Every record below should be printed exactly as given.

◇ ◇ ◇ ◇

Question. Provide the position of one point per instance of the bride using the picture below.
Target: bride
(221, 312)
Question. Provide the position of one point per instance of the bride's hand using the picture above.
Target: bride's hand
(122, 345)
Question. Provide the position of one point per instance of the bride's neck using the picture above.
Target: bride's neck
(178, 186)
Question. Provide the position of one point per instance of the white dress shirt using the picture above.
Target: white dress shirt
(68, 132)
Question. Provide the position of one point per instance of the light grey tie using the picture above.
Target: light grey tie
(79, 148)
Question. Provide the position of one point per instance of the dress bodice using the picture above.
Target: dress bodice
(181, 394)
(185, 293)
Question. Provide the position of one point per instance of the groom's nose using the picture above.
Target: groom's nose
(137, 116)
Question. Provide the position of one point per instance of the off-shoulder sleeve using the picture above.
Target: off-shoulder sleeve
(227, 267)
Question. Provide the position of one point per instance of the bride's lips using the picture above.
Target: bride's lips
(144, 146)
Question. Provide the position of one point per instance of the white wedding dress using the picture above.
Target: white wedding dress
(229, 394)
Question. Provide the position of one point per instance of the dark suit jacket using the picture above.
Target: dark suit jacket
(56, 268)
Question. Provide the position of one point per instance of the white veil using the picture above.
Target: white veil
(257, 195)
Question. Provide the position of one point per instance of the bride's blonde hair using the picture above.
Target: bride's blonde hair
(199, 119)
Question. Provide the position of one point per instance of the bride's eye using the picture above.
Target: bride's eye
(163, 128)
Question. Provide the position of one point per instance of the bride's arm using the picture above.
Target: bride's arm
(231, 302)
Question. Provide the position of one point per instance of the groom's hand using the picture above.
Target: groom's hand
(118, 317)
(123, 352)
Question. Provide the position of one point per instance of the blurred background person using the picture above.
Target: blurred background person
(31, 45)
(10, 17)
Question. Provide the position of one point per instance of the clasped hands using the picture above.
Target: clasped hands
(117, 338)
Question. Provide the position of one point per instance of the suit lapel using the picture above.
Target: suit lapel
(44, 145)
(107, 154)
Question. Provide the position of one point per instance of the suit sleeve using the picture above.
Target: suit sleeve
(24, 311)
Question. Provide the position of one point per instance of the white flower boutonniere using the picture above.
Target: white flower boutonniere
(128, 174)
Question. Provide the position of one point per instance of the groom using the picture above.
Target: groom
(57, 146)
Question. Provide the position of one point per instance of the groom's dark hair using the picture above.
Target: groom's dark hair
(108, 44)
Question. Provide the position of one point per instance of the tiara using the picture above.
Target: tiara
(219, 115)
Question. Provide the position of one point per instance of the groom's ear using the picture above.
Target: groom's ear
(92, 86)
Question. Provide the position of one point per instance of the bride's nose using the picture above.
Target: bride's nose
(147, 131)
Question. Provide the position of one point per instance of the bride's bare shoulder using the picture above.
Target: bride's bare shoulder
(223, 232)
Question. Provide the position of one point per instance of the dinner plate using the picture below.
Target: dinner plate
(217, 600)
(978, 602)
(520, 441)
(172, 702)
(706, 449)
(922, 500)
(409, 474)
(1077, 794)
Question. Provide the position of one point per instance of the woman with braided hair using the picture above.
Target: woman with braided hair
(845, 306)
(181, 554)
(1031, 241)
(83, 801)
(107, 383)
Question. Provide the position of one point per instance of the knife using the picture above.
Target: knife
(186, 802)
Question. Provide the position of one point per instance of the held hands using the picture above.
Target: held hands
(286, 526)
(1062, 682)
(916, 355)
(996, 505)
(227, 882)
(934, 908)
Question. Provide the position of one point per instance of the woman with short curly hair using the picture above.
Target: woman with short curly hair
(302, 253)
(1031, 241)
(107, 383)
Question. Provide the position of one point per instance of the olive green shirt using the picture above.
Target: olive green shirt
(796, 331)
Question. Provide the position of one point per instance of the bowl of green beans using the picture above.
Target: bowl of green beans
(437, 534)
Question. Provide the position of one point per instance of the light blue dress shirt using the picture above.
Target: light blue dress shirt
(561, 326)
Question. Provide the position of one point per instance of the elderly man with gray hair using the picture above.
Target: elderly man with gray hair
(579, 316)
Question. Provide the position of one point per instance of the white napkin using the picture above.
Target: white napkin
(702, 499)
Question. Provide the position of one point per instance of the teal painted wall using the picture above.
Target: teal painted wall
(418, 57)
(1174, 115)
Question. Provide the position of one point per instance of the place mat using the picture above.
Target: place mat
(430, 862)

◇ ◇ ◇ ◇

## WRITTEN ANSWER
Question. Provide the position of one point per instance of the bride using the picture below.
Target: bride
(221, 312)
Question. Provide the position of one point per instance of the bride's hand using the picture above.
Target: bride's hand
(122, 345)
Question. Provide the position of one point per instance of the bride's neck using the picture above.
Target: bride's neck
(178, 186)
Question. Provide the position of one point per instance of the white dress shirt using the picture above.
Target: white dress shirt
(68, 132)
Question. Provide the position of one point per instance of the light grey tie using the picture above.
Target: light grey tie
(79, 148)
Question. Provide the position of one point per instance of the dress bodice using the picture above.
Target: dress bodice
(181, 394)
(185, 293)
Question. Provide the position of one point per instance of the groom's nose using the picture above.
Target: groom's nose
(137, 116)
Question. Provide the position of one point per instance of the off-shoulder sleeve using the picture above.
Target: off-shoulder sleeve
(227, 267)
Question. Provide the position of one point per instance of the bride's lips using the picture above.
Target: bride's lips
(144, 146)
Question. Provide the position of one point per instance of the white wedding dress using the picture above.
Target: white wedding dress
(229, 394)
Question. Provide the position of one point per instance of the dark suit jacket using the picture above.
Target: dark suit jacket
(56, 268)
Question. Provide the position of one point per instance of the white veil using the picture above.
Target: white veil
(257, 195)
Question. Provide the position of one point per instance of the bride's blonde hair using the picture above.
Target: bride's blonde hair
(199, 119)
Question. Provide the position of one point per instance of the bride's eye using the picture above.
Target: bride's eye
(163, 128)
Question. Provide the position of one point per instance of the bride's arm using the picture above.
Target: bride's arm
(231, 302)
Question. Provide the position of one point per instance of the groom's hand using the picture above.
Target: groom's hand
(118, 317)
(123, 352)
Question. Provide the position of one point per instance of the blurred background person using the picture above.
Target: blurred background person
(31, 45)
(10, 17)
Question. Provide the position of one point per instance of the clasped hands using the picture above.
Target: clasped hands
(117, 338)
Question. Provide the position of one point per instance of the suit lapel using the picture above.
Target: suit lapel
(44, 145)
(107, 154)
Question. Provide the position of one point per instance of the suit sleeve using the picture above.
Target: suit sleeve
(24, 311)
Question. Provide the position of one point per instance of the white flower boutonniere using the picture above.
Target: white flower boutonniere
(128, 174)
Question. Provide the position of one point per instance of the groom using the picture above.
Target: groom
(57, 146)
Question. Provide the position of one point per instance of the groom's dark hair using the picture above.
Target: groom's dark hair
(108, 44)
Question. Provide the position of one point per instance of the tiara using the picture above.
Target: tiara
(219, 115)
Question. Provide the position of one point per instance of the groom's ear using the picture above.
Target: groom's ear
(92, 86)
Question. Provide the position of one point per instance of the bride's nose using the picture above.
Target: bride's nose
(147, 131)
Question. Provide the position of one point per instance of the bride's bare shoulder using the picture above.
Target: bride's bare shoulder
(223, 232)
Question. Provide the position of one point per instance of the dinner plate using the picture below.
Target: dinner plate
(217, 600)
(978, 602)
(520, 441)
(172, 702)
(706, 449)
(922, 500)
(409, 474)
(1077, 794)
Question. Provide the position of one point per instance of the woman with braided hair using the picture above.
Target: woman with braided hair
(845, 306)
(181, 554)
(1031, 241)
(83, 801)
(107, 383)
Question. Provide the position of one point per instance of the knife using the picture above.
Target: knife
(186, 802)
Question. Provide the position of one point per instance of the held hands using the picture above.
Target: held hands
(286, 526)
(1062, 682)
(916, 355)
(996, 505)
(227, 882)
(934, 908)
Question. Provide the position of one point per instance of the woman with short curly hair using the picture above.
Target: woman with short curly hair
(302, 253)
(1031, 241)
(107, 383)
Question. Provide the position of one point per instance of the olive green shirt using the picture above.
Target: olive green shirt
(796, 331)
Question. Provide the position of one point per instance of the bowl of green beans using the picture above.
Target: bowl of green beans
(437, 534)
Question. Provide the position of one point per instance of the light blue dress shirt using the picture above.
Target: light blue dress shirt
(561, 326)
Question. Provide the position of one point per instance of the elderly man with gray hair using the picture above.
Target: elderly man with gray hair
(579, 316)
Question. Provide the position of one point per instance of the white napkin using the picture above.
Target: white napkin
(702, 499)
Question. Provide the position of one point per instance of the teal painted wall using the picture above.
Target: teal painted wall
(418, 57)
(1174, 115)
Question. Provide the position of one point per instance of the place mat using the picture above.
Target: place mat
(430, 862)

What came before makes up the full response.